■ Your goal ■
Bring together all lines of the material below that contain the string "shorts".

■ Stored data ■
──────────

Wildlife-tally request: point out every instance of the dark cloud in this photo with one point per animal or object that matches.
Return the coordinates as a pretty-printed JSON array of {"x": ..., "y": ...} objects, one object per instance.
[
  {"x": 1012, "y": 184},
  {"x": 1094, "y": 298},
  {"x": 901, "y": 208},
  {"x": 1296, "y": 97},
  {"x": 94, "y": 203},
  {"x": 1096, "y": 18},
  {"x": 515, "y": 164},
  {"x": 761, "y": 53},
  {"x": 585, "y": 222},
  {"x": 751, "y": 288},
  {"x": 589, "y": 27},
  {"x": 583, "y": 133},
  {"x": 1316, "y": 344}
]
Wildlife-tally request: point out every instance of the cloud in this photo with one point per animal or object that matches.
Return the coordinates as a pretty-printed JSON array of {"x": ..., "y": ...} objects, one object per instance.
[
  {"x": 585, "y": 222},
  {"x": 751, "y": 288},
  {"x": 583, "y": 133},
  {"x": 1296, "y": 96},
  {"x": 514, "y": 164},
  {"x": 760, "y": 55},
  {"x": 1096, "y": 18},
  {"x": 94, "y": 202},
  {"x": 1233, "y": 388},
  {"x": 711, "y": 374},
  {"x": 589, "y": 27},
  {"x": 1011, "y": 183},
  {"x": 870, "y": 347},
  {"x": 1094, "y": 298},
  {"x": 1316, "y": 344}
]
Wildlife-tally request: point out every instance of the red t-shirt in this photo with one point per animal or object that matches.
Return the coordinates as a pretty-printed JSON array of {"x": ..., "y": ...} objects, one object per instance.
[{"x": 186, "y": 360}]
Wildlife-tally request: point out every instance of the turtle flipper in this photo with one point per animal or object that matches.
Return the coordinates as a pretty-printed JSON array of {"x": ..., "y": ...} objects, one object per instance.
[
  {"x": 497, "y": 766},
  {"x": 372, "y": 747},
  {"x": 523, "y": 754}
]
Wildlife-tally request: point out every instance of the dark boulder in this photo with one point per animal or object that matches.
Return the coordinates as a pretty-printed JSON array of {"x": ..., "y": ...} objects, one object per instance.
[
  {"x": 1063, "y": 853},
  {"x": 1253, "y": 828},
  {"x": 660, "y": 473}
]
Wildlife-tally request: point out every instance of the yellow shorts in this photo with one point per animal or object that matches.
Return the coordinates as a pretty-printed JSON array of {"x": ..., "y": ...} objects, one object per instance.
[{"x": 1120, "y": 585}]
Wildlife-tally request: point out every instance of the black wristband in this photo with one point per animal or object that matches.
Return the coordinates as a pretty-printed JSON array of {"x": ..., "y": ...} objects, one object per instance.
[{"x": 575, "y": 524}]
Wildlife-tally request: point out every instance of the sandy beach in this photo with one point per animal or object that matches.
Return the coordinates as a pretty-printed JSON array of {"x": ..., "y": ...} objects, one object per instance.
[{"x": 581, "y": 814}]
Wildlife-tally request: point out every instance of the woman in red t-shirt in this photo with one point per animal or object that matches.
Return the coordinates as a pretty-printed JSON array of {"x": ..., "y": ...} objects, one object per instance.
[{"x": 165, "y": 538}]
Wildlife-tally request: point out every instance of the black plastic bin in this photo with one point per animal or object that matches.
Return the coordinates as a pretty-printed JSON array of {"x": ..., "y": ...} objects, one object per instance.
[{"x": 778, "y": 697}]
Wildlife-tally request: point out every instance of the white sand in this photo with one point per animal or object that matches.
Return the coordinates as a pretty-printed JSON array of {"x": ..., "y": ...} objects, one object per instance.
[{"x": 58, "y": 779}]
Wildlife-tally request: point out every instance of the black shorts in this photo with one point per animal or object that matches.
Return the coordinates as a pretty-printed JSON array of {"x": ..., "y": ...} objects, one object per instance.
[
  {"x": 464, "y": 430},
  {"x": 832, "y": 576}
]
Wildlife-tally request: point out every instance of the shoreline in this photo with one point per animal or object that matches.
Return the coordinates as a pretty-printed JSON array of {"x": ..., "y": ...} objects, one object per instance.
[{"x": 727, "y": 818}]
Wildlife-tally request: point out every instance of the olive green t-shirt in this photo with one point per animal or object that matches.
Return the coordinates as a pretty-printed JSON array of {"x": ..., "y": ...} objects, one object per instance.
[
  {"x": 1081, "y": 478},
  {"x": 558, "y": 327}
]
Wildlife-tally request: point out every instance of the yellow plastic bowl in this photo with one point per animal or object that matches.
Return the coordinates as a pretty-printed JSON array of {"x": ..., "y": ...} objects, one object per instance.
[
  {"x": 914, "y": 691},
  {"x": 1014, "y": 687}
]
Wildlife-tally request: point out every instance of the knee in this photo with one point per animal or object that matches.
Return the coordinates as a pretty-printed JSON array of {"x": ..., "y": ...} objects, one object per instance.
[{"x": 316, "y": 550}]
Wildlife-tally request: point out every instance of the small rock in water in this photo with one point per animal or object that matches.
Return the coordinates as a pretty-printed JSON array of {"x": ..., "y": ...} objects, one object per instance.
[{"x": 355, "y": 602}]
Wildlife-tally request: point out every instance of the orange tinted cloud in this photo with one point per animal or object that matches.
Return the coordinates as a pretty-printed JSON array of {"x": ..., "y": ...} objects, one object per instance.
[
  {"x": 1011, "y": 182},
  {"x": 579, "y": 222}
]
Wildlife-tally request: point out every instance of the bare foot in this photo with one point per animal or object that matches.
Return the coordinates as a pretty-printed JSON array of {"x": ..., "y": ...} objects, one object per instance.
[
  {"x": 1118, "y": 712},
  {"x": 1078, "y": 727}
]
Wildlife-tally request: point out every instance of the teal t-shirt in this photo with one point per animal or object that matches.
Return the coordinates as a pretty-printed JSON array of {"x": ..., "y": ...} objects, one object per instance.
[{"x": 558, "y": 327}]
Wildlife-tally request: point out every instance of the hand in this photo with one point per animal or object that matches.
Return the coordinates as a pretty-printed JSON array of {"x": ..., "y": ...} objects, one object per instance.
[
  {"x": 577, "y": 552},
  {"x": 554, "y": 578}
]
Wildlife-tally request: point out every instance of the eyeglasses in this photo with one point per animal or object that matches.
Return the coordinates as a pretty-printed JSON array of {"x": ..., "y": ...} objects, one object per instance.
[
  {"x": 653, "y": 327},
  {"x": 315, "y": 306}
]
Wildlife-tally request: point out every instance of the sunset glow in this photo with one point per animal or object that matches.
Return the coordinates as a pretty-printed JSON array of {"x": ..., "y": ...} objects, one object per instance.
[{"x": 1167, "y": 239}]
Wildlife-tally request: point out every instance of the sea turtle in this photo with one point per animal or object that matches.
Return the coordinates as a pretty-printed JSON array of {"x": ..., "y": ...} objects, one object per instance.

──────────

■ Written reply ■
Wildlife-tally request: point out every instance of the yellow shorts in this photo with one point per animal or object that matches.
Wildlife-tally request: point out every instance of the black shorts in this photo with one point per animal or object that matches.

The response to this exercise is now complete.